#### Point labeling examples
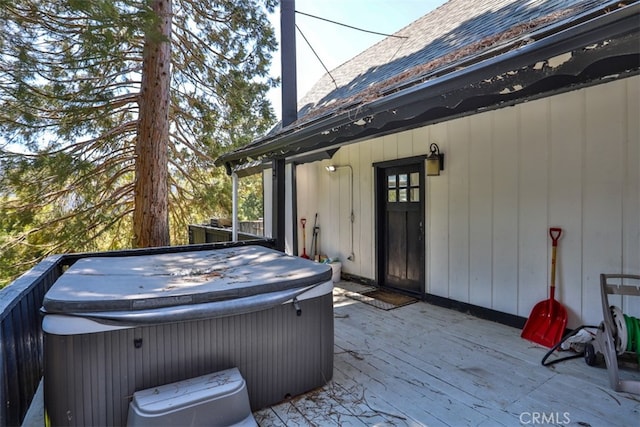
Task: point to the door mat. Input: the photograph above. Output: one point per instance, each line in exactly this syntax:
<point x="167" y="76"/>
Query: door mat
<point x="384" y="300"/>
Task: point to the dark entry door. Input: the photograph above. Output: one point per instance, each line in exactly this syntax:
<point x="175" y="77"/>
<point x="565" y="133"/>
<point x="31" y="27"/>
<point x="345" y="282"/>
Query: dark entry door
<point x="401" y="227"/>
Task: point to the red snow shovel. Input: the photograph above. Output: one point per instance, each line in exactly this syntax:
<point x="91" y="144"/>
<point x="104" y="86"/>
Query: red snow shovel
<point x="548" y="318"/>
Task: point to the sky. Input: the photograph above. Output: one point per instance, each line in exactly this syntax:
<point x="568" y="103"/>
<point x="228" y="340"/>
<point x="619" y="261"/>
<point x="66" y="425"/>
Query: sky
<point x="336" y="44"/>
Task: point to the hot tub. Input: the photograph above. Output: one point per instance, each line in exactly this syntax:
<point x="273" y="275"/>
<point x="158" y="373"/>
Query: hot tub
<point x="113" y="326"/>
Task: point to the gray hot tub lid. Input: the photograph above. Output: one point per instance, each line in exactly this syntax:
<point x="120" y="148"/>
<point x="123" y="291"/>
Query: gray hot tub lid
<point x="133" y="283"/>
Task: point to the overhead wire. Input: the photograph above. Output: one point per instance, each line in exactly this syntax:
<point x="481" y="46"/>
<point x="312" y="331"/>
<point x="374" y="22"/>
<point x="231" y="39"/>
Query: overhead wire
<point x="350" y="26"/>
<point x="343" y="25"/>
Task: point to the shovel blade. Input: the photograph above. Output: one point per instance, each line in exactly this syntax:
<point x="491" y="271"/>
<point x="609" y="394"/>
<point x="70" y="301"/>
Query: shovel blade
<point x="546" y="324"/>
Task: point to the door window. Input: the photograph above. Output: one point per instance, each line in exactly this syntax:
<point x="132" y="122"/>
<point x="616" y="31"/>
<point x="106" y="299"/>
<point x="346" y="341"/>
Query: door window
<point x="403" y="188"/>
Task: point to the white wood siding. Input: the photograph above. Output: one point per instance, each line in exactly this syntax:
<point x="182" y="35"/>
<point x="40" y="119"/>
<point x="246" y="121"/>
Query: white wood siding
<point x="572" y="161"/>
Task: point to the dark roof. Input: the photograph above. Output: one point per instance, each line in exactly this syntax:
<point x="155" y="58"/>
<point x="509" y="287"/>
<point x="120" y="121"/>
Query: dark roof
<point x="461" y="58"/>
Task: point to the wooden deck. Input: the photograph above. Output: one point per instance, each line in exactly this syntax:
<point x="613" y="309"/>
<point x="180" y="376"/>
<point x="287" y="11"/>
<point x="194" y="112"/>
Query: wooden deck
<point x="424" y="365"/>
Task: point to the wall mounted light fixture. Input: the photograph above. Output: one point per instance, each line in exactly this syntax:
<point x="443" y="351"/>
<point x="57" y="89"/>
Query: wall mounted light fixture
<point x="435" y="160"/>
<point x="334" y="168"/>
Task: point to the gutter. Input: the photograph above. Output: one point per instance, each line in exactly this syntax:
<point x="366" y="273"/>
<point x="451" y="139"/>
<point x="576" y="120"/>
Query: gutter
<point x="329" y="131"/>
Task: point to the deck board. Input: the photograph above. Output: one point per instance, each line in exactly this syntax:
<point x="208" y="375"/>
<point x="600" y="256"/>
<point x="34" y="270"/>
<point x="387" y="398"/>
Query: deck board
<point x="423" y="365"/>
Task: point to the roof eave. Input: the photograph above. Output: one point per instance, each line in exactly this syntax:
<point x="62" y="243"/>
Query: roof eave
<point x="571" y="58"/>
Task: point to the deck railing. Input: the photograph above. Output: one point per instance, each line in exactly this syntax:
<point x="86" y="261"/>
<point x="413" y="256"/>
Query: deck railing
<point x="21" y="337"/>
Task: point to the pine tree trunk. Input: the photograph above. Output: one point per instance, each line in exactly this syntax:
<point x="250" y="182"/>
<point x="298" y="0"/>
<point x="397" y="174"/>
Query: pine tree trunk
<point x="151" y="211"/>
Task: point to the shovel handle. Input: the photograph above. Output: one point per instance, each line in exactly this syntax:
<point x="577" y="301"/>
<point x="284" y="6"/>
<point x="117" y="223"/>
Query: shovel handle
<point x="554" y="233"/>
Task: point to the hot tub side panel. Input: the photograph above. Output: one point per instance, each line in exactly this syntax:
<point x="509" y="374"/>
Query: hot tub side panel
<point x="90" y="378"/>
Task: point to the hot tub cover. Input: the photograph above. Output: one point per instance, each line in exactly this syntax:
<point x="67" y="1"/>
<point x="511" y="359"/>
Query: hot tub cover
<point x="176" y="286"/>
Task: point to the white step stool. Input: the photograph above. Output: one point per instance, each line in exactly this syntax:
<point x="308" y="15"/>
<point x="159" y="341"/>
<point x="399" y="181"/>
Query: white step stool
<point x="218" y="399"/>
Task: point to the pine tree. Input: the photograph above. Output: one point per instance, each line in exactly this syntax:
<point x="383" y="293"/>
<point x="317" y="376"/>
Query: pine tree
<point x="80" y="111"/>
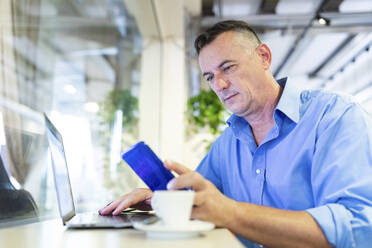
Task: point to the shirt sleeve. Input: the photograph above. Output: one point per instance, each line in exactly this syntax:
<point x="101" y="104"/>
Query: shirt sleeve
<point x="342" y="177"/>
<point x="208" y="167"/>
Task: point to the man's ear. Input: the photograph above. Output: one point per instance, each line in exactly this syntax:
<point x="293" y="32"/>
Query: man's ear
<point x="265" y="54"/>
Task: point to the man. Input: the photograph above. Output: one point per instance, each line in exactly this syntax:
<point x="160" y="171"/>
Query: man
<point x="293" y="169"/>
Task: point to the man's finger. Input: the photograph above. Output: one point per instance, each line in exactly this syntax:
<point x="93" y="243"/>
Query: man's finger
<point x="176" y="167"/>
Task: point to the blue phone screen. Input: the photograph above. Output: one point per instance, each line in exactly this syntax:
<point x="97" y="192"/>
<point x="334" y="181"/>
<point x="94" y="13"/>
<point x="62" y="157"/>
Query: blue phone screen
<point x="148" y="166"/>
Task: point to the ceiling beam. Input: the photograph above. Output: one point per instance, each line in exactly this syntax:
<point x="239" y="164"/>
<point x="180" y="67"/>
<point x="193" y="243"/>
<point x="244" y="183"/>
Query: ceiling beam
<point x="299" y="39"/>
<point x="331" y="56"/>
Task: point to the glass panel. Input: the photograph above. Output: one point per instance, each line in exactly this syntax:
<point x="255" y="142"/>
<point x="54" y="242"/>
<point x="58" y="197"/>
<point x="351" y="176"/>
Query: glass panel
<point x="78" y="61"/>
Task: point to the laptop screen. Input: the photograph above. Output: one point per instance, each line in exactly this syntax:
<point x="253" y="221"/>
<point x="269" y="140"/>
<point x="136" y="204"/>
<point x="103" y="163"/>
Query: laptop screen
<point x="60" y="171"/>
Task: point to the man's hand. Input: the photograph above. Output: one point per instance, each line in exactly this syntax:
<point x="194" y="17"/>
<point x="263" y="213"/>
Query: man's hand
<point x="138" y="198"/>
<point x="209" y="203"/>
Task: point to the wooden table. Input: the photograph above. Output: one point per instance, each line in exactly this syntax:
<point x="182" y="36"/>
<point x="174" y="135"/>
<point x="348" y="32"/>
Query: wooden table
<point x="52" y="233"/>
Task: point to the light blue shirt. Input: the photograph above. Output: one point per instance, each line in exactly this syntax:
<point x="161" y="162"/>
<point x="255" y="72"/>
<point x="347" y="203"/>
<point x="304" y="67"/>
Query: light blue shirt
<point x="317" y="157"/>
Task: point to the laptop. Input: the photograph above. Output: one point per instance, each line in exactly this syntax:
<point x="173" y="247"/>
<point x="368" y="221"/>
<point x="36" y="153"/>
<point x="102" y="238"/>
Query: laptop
<point x="64" y="193"/>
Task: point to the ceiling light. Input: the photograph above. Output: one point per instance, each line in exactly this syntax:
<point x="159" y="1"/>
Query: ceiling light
<point x="70" y="89"/>
<point x="92" y="107"/>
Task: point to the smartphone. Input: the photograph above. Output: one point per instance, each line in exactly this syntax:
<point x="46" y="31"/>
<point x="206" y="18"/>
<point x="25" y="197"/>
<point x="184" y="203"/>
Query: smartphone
<point x="147" y="166"/>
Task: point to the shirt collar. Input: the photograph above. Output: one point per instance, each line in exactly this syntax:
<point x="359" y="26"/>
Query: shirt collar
<point x="289" y="103"/>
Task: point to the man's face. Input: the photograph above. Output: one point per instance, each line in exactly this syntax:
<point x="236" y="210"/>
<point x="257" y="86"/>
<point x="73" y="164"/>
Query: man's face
<point x="235" y="68"/>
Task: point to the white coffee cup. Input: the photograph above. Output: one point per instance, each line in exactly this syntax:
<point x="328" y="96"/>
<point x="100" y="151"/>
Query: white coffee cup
<point x="173" y="207"/>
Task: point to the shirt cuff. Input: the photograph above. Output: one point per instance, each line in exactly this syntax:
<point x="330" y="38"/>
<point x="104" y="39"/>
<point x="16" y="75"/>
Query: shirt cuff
<point x="334" y="220"/>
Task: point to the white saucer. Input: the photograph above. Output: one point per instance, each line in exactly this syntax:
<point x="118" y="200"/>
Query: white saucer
<point x="159" y="230"/>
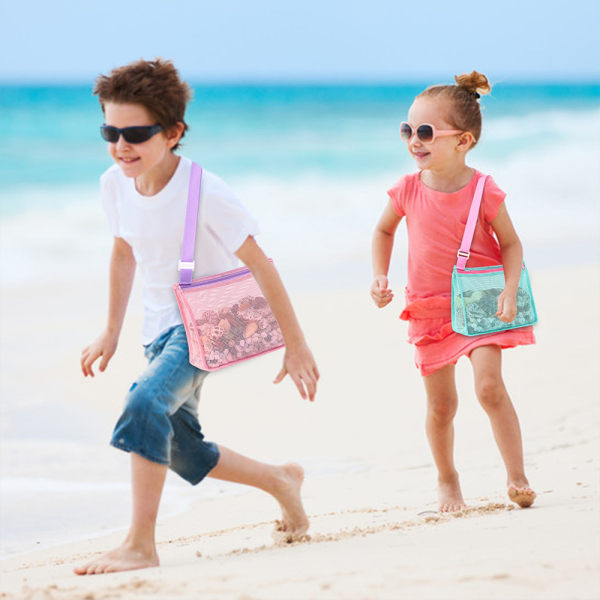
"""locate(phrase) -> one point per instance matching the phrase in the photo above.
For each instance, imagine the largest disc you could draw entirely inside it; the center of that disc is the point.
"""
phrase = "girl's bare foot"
(521, 494)
(450, 496)
(124, 558)
(294, 523)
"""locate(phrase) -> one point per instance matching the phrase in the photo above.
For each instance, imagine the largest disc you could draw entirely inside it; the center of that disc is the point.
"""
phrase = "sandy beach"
(370, 482)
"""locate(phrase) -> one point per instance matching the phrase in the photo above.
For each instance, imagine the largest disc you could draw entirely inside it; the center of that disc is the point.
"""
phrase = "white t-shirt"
(153, 227)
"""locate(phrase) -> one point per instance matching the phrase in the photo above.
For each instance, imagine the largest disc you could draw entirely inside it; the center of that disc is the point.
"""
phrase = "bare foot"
(522, 495)
(123, 558)
(294, 523)
(449, 495)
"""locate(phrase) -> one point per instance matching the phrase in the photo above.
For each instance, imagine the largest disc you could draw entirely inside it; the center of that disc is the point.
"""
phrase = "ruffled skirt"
(437, 345)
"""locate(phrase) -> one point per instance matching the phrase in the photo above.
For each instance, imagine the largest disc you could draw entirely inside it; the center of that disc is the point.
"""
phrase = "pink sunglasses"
(425, 132)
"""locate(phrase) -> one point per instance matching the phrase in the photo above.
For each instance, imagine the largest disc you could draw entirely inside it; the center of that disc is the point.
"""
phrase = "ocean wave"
(312, 222)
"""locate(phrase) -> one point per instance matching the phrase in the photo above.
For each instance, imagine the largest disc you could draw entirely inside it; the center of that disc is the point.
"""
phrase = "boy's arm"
(122, 271)
(512, 260)
(383, 243)
(298, 361)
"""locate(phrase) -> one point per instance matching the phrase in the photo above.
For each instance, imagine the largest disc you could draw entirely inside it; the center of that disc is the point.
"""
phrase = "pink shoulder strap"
(465, 246)
(186, 264)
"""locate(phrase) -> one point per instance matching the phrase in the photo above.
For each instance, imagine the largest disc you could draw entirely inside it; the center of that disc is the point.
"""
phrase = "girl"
(444, 123)
(145, 195)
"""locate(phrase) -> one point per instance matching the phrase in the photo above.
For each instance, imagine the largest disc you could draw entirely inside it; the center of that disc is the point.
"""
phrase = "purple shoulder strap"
(465, 246)
(186, 264)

#### EXERCISE DIRECTIONS
Select each line in the listing that contains the string "finger" and copy those lines.

#### EXERCISE OUTPUT
Task: point to the man's finger. Input: the photograph above. Output: one point per instance, each line in exactly this syntax:
Query: man's finger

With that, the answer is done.